ФРАГМЕНТ ТЕКСТА:
####
Среди искателей национальной идеи
- Мне один умный еврей в тюрьме сказал: "Мы эту власть соорудили, мы ее и свалим".
...Как сейчас вижу, как Петр Кириллович в своих синих штанах с могучими темными и теплыми заплатами на местах, защищающих геморрой от простуды, какой-то подпрыгивающей походкой ходит со мной по кругу 17-й зоны.
- Я тебе скажу, в общем, так. Есть евреи, а есть жиды. Евреи - это которые едут в Израиль, а жиды - которые лезут в Кремль.
"Политиков" в 17-м лагере было немного - десятка полтора. Подавляющее большинство - националисты. Русских демократов, к которым причисляли меня, всего четверо; из них трое, как позже выяснилось, осведомители КГБ. "Следствие в лагере продолжается", - первое, что мне объяснили ребята по прибытии в лагерь.
Расчеты поломались потому, что я сдружился не с теми, с кем полагалось, а с самой мощной лагерной группировкой украинскими националистами. Признаюсь, живя в России, я не интересовался национальным вопросом. По-моему, он там не существовал. Еврейский вопрос не был в России национальным, ибо евреи не добивались национального самоопределения: они хотели выезда; для России это был чисто административный вопрос. То же относится к крымским татарам, к немцам Поволжья и т. д., только с той разницей, что вопросы выезда связаны у них с внутрисоюзным перемещением их народов. Когда же в Москву, в Ленинград приходили сообщения об арестах на окраинах - в Киеве, Каунасе и т. д., эти аресты по аналогии воспринимались как обычные репрессии против демократов.
####
СПИСОК ДАННЫХ:
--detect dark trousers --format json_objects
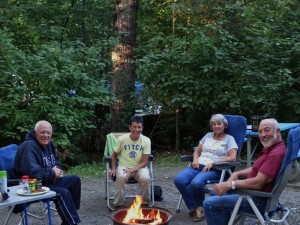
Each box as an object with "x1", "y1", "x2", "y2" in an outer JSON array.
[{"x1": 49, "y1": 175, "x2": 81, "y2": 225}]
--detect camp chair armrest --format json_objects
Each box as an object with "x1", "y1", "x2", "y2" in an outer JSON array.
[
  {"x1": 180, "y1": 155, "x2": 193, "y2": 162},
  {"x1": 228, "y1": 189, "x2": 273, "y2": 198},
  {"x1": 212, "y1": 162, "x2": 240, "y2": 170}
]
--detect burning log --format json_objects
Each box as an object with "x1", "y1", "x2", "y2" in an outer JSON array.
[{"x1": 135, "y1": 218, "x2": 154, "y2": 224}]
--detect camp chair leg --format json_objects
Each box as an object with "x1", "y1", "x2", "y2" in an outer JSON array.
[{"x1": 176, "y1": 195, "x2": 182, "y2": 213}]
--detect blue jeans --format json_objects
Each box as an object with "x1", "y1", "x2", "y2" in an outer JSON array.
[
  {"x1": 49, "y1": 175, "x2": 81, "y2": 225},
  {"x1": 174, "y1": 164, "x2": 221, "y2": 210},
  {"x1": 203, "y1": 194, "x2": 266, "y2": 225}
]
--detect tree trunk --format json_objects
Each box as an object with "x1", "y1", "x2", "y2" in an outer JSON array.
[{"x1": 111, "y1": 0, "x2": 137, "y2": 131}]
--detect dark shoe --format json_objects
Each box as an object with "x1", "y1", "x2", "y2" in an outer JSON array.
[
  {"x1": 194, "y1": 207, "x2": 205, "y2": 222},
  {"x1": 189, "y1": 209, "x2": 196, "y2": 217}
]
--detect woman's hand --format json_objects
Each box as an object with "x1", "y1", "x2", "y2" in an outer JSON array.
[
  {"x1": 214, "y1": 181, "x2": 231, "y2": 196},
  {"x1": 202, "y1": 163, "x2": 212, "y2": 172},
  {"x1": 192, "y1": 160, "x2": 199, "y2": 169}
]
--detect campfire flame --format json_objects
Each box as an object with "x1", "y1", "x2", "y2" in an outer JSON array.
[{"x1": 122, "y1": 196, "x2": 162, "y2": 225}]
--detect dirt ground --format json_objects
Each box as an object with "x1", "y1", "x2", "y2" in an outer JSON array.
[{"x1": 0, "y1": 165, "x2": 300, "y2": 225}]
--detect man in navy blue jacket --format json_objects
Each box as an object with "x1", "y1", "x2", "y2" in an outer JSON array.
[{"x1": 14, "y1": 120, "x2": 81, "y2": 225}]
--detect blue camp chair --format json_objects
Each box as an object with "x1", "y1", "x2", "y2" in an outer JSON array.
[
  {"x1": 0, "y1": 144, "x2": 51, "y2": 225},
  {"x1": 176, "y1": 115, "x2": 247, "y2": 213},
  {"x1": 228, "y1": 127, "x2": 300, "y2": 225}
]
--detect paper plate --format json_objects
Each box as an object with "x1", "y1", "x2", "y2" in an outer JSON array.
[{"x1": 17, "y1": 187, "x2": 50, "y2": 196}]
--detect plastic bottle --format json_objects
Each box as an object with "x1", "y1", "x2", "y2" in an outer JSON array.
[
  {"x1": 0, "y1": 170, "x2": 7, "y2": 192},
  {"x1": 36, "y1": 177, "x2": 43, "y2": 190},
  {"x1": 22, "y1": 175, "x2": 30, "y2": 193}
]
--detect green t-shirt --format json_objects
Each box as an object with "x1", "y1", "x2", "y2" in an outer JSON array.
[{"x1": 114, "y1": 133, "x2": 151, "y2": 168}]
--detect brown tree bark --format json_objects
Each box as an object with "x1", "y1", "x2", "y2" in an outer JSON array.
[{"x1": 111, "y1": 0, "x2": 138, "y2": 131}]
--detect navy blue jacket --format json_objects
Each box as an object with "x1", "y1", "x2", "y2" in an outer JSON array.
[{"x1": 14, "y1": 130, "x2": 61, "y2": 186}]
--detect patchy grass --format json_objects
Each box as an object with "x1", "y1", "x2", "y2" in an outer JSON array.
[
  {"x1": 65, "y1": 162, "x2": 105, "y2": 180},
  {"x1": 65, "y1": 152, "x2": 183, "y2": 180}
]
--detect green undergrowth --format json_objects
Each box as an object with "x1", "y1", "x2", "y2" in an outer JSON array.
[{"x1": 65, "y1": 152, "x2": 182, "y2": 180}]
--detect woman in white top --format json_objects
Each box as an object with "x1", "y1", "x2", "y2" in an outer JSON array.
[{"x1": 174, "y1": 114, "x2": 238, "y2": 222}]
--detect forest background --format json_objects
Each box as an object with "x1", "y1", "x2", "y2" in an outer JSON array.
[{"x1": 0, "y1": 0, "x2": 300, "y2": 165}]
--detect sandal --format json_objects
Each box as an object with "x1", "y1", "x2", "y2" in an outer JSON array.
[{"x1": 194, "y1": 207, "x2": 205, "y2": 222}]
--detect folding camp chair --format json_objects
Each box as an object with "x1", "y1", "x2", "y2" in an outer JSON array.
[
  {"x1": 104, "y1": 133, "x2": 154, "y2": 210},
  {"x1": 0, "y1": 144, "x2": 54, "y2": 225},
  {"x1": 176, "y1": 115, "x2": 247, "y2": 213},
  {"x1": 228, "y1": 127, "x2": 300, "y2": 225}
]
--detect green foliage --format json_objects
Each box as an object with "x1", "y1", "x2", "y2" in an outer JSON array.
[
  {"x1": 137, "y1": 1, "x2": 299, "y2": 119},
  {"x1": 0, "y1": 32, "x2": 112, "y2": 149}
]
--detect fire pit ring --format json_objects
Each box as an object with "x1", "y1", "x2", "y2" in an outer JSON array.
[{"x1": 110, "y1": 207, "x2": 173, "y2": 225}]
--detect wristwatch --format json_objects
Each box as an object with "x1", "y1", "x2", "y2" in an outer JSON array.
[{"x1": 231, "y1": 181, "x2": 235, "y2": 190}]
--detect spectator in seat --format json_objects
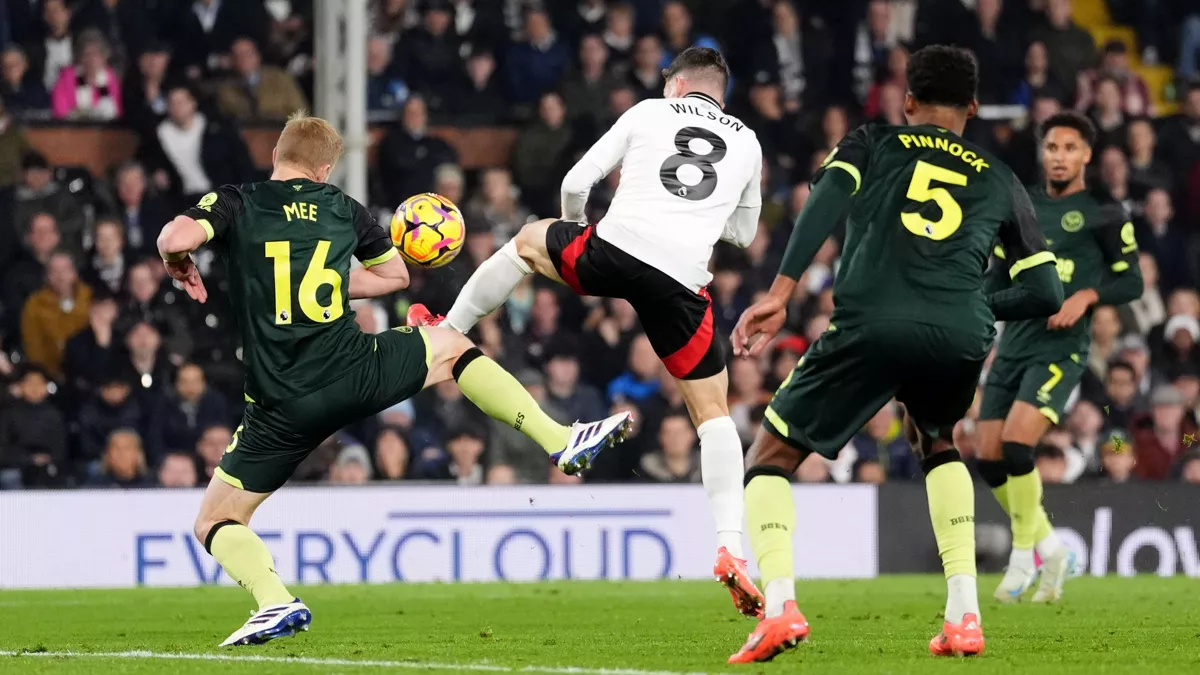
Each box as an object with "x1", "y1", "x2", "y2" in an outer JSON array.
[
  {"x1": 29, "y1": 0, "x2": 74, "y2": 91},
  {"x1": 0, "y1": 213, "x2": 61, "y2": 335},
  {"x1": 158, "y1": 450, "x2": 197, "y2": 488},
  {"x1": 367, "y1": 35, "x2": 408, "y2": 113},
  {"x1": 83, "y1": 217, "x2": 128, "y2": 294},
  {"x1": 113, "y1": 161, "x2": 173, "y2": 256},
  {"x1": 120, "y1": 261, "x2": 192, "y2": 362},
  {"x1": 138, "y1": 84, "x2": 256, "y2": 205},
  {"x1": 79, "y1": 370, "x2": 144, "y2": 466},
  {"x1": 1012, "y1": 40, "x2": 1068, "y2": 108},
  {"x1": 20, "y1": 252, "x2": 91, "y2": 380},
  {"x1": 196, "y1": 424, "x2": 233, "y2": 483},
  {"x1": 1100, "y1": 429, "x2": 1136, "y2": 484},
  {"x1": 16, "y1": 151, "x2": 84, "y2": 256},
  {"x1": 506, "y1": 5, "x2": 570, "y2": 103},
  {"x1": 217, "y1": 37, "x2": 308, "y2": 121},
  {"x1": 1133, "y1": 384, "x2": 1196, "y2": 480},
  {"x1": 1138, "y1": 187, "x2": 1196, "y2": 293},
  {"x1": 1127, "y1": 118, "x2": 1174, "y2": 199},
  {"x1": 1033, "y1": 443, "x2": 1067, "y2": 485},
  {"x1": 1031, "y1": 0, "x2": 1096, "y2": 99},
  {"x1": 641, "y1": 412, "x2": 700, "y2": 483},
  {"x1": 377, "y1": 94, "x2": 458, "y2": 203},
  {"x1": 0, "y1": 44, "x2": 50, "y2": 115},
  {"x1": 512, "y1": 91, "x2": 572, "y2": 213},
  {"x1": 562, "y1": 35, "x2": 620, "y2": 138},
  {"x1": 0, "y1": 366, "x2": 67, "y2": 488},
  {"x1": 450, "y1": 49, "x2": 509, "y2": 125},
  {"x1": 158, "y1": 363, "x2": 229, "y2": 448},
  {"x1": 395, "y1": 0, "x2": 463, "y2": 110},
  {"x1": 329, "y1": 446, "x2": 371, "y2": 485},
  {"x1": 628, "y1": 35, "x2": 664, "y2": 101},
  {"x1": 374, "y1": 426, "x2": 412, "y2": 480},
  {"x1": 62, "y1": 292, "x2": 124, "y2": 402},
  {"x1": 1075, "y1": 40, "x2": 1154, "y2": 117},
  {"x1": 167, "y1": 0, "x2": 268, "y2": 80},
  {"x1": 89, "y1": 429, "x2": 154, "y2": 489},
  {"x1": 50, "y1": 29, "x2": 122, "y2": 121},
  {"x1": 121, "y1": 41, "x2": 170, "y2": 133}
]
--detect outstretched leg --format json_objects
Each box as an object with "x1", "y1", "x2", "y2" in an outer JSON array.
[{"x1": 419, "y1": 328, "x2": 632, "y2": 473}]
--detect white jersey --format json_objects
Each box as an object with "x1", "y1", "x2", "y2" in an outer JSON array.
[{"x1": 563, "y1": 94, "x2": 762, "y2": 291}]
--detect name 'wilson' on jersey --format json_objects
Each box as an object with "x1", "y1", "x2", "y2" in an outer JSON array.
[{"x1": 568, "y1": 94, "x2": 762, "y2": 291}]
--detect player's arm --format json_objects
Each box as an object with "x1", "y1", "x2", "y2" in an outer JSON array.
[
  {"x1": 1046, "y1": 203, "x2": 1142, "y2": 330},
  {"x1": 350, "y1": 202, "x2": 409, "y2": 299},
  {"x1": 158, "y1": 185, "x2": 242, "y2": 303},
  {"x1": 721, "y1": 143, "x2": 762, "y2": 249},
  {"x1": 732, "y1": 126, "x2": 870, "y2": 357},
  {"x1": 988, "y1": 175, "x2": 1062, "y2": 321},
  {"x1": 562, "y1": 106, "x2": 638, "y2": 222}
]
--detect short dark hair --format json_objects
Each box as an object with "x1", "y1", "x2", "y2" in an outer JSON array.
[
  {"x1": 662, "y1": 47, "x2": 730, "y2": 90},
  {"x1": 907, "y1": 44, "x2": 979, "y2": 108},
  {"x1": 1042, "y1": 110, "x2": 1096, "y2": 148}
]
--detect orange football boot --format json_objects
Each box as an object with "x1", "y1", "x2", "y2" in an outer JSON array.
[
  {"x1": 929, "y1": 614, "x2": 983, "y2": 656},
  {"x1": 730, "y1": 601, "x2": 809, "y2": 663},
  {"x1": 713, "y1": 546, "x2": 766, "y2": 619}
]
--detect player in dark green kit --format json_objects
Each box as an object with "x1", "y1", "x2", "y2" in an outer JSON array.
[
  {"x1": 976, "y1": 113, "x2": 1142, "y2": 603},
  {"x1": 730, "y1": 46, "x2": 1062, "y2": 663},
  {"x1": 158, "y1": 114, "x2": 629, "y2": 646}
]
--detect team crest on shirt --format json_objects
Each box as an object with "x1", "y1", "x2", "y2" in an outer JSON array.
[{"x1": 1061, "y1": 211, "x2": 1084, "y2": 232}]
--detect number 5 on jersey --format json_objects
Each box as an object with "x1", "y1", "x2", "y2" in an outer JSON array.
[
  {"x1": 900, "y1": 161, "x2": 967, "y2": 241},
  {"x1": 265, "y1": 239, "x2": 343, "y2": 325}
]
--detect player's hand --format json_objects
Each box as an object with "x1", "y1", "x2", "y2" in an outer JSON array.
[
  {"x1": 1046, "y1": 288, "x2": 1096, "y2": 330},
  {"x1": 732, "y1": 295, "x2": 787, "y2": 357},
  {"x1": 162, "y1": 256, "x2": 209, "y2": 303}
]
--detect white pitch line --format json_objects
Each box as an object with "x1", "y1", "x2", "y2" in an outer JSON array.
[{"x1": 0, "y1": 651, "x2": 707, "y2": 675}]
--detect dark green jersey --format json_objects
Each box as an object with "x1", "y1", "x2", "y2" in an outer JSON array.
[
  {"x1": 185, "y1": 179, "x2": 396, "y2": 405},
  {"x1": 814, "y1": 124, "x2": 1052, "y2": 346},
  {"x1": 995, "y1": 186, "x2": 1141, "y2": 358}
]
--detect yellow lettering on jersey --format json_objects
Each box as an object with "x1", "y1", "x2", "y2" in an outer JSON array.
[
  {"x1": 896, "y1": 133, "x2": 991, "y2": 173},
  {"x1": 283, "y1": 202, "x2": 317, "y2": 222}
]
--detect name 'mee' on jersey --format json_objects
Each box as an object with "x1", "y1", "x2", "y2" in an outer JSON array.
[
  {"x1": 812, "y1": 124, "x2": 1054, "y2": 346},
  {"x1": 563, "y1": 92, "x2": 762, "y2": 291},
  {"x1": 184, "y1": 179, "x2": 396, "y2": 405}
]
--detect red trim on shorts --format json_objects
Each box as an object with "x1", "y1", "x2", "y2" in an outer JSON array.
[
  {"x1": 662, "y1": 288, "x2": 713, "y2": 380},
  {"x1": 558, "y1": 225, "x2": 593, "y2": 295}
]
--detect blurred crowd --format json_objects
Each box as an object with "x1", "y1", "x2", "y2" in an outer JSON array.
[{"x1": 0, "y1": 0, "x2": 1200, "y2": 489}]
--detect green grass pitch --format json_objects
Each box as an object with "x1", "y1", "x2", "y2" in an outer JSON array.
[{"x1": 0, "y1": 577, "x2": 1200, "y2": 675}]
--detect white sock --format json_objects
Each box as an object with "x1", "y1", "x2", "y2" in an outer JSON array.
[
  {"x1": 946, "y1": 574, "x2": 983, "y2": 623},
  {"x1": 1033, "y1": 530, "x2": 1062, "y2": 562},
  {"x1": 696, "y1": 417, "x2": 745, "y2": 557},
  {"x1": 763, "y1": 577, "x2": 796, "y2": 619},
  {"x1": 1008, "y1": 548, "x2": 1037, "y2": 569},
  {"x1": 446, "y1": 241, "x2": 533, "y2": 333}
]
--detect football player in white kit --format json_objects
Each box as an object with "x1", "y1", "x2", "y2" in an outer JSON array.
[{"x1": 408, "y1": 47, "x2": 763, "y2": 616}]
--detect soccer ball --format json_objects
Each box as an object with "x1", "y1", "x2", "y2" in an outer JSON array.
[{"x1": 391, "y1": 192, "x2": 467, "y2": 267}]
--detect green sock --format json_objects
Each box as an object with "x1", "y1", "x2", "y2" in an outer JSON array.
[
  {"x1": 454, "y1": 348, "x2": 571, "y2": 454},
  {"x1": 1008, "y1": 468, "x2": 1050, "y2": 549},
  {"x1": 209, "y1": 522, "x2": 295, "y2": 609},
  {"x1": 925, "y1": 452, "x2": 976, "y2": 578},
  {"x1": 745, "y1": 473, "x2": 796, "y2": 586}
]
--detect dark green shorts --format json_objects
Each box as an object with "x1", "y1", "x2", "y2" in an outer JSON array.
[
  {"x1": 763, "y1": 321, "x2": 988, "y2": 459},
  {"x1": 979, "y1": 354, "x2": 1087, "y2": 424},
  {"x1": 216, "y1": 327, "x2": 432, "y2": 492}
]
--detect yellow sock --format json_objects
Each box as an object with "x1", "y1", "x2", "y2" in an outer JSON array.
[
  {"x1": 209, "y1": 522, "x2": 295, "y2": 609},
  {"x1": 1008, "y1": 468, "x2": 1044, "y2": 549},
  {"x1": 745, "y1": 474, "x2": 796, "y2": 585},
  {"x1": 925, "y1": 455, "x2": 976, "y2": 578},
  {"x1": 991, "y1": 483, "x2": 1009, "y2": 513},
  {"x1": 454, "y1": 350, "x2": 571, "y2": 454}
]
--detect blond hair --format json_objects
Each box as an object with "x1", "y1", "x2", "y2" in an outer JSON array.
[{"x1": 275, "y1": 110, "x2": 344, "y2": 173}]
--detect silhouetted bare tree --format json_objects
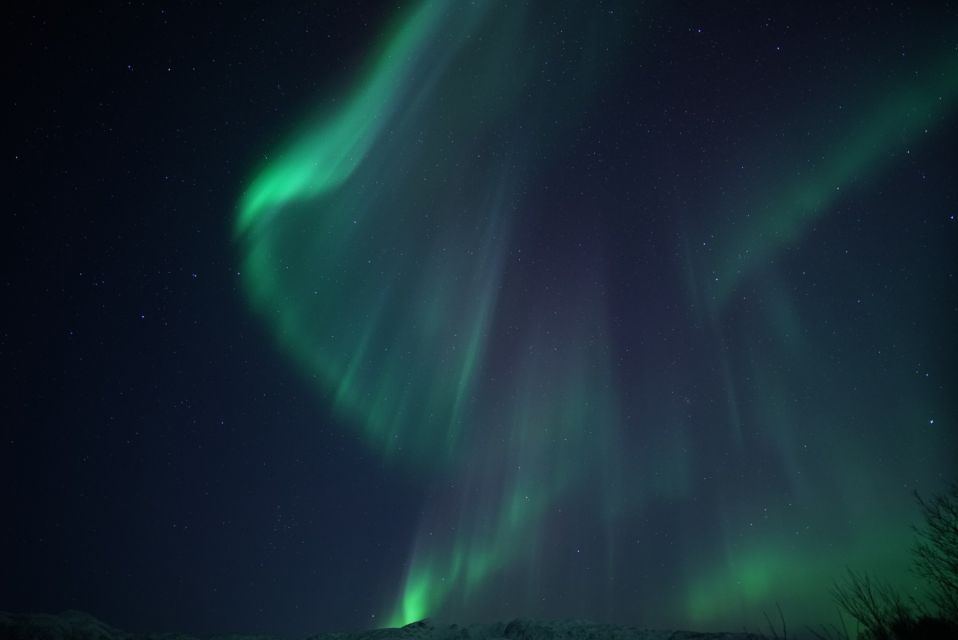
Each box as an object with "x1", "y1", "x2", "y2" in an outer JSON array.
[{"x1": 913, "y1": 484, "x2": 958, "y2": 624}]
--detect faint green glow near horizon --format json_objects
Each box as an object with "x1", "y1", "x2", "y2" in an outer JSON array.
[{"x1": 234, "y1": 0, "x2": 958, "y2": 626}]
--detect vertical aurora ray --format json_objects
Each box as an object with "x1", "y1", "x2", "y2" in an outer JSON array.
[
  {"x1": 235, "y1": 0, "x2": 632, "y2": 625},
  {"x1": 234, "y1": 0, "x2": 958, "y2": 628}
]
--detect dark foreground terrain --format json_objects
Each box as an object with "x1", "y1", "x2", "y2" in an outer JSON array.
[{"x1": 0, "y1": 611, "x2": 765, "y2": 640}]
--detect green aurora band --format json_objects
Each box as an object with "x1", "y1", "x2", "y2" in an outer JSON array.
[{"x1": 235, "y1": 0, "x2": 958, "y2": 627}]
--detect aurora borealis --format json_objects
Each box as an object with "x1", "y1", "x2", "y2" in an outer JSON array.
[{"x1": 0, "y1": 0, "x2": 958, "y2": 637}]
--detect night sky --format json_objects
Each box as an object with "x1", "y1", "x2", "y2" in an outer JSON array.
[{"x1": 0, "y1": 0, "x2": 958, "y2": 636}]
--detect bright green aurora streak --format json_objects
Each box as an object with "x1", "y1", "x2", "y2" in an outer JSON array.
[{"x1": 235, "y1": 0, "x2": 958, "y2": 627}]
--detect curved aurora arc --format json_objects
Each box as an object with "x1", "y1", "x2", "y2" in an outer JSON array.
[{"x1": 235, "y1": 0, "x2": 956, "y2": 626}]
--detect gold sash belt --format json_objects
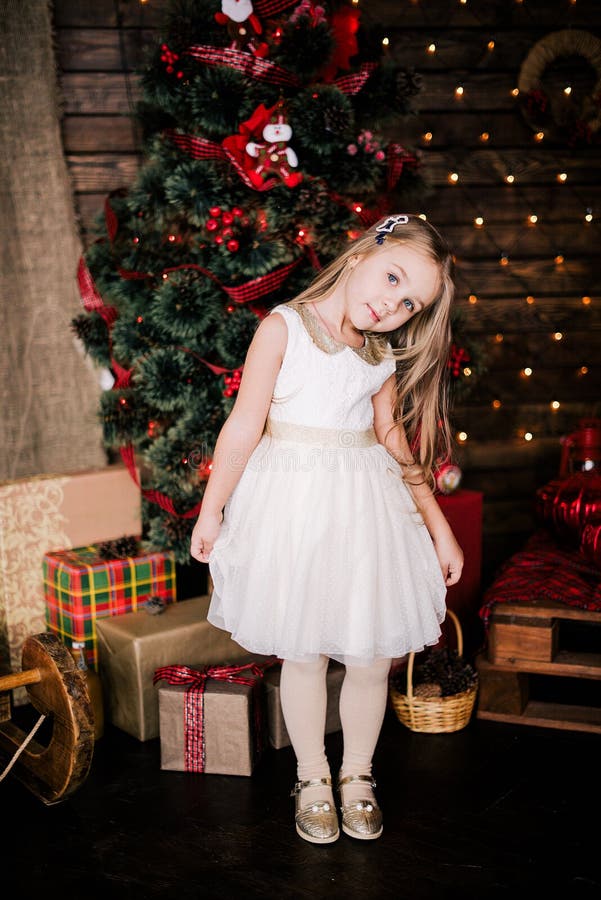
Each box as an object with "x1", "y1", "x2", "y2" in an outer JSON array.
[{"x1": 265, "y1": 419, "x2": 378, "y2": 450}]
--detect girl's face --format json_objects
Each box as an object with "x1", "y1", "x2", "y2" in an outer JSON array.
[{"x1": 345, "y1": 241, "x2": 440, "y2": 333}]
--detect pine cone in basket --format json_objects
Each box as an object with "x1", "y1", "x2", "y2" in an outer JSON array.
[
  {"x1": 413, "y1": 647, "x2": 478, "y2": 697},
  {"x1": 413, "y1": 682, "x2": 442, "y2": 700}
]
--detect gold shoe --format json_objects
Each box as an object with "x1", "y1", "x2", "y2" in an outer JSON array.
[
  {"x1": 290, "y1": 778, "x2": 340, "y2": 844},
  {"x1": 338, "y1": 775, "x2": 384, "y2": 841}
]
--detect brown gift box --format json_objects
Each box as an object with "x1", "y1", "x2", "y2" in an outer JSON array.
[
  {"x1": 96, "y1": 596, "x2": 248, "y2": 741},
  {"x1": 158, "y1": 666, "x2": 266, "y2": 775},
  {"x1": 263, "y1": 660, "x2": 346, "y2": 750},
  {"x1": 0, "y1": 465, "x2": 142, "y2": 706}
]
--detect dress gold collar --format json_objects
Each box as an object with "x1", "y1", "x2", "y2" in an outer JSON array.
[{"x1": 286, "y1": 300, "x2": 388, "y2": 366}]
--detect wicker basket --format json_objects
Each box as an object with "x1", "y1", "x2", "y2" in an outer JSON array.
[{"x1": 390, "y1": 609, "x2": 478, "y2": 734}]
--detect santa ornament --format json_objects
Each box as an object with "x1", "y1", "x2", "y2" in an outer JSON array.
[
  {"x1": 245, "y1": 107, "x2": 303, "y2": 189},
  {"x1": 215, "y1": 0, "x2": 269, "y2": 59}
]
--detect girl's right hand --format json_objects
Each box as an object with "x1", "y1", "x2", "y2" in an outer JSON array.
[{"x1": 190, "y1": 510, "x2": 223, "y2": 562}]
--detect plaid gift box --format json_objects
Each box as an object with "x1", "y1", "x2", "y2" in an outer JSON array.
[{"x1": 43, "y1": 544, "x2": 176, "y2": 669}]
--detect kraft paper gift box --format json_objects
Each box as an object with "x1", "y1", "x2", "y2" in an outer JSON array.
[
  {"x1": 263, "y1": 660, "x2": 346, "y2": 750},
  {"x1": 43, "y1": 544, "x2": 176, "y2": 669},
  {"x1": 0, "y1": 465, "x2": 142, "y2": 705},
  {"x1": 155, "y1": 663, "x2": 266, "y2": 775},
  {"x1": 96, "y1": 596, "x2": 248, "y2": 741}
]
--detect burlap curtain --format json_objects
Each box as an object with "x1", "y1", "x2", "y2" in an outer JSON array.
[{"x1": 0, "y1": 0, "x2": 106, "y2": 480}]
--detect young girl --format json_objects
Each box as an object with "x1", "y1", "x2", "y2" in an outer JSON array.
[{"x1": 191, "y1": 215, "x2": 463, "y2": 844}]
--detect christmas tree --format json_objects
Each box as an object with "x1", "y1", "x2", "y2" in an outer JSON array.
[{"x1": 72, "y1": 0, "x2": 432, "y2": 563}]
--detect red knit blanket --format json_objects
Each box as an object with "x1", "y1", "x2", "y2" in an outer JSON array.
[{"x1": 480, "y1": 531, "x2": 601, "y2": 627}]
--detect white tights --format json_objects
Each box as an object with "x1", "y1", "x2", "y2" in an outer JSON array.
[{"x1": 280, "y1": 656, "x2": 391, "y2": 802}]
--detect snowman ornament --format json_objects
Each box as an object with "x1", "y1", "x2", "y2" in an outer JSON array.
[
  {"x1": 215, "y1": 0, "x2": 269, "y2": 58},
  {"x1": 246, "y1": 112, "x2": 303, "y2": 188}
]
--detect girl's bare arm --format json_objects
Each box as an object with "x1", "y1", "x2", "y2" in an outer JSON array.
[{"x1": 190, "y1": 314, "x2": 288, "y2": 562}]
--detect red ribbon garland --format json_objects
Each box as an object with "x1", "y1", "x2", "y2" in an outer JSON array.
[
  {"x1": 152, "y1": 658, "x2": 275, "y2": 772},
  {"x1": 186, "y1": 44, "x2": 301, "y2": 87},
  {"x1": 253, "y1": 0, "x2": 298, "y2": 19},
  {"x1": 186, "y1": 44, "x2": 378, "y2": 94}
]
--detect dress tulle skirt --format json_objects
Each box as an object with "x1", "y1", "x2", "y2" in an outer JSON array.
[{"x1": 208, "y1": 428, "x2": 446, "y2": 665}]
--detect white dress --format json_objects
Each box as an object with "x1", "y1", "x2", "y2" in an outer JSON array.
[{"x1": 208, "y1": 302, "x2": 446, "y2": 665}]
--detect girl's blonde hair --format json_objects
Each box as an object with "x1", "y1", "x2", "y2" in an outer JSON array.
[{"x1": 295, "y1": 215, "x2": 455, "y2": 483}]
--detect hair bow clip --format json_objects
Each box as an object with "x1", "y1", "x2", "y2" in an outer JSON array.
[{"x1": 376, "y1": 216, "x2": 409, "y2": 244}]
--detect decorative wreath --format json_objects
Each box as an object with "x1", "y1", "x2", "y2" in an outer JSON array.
####
ЧТО ТРЕБУЕТСЯ:
(1) Сколько «политиков» было в 17-м лагере, согласно фрагменту текста?
(2) Переведите на английский язык предложение из фрагмента текста: «Признаюсь, живя в России, я не интересовался национальным вопросом».
Список для работы не понадобится.

ОТВЕТЫ ПО ЗАДАНИЯМ:
(1) Десятка полтора.

(2) I confess that while living in Russia I took no interest in the national question.